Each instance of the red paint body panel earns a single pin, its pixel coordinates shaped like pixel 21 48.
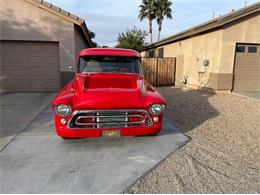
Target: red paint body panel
pixel 107 91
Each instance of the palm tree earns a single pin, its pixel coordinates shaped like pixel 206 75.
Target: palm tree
pixel 163 9
pixel 147 10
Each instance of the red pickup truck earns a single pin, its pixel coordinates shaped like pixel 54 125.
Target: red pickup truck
pixel 108 97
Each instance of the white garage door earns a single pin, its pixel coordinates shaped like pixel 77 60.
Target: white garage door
pixel 29 66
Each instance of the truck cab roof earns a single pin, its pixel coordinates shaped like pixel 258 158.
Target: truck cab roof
pixel 109 52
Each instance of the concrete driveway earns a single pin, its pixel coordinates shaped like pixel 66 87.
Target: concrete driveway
pixel 37 161
pixel 18 110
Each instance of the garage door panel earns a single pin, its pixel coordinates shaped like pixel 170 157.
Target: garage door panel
pixel 9 73
pixel 30 86
pixel 51 49
pixel 30 66
pixel 43 74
* * *
Task requirements:
Could you rewrite all of the entries above, swapping "earns a single pin" for "gets one point" and keeping everything else the same, with the pictures left out?

Correct response:
Each instance of the red paint body panel gets one point, its pixel coordinates shaped like pixel 21 48.
Target: red paint body panel
pixel 107 91
Each instance of the palm tree gets one point, its pixel coordinates shaped like pixel 206 75.
Target: palm tree
pixel 163 9
pixel 147 10
Each instance of the red pickup truck gets one point, its pixel coordinates shaped like pixel 54 125.
Target: red pickup truck
pixel 108 97
Each instance of the white garage door gets one point, its pixel coordinates shaped like pixel 77 60.
Target: white garage door
pixel 29 66
Each instance of the truck cab roof gets one point, its pixel coordinates shaped like pixel 258 158.
Target: truck cab roof
pixel 109 52
Each instance of the concrete driveway gets one point, its pixel coordinates shaped like pixel 66 87.
Target: concrete driveway
pixel 37 161
pixel 18 110
Each instance of the garage door panel gets one point, its pixel coordinates shaped like pixel 170 157.
Target: garage door panel
pixel 9 73
pixel 30 86
pixel 51 49
pixel 30 66
pixel 43 74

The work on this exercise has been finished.